## Work instructions
Retype the listing below exactly, beginning at the line that contains "Every instance of the sun" and ending with its last line.
================================
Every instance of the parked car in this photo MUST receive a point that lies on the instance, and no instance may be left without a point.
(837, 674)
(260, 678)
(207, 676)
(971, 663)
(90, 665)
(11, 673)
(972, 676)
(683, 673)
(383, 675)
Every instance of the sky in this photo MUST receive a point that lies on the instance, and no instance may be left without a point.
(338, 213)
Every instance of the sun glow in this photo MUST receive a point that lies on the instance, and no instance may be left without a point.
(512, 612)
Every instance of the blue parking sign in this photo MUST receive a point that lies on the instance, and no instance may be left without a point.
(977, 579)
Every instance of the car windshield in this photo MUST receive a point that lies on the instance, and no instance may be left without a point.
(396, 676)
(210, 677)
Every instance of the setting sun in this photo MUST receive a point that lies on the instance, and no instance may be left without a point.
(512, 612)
================================
## Task solution
Every instance of the sun glow in this photo MUST receive a point that lies on the instance, and no instance may be left without a point.
(512, 612)
Every instance of the blue parking sign in this photo MUST receive a point that lies on the instance, and no instance may be left without a point.
(977, 579)
Every instance of the car windshield in this photo MUST receive a point that lies on the instance, and no instance may be left without a point.
(396, 676)
(210, 677)
Every instance of the setting sun in this photo MUST receive a point that lies on the instance, and no instance may be left without a point.
(512, 612)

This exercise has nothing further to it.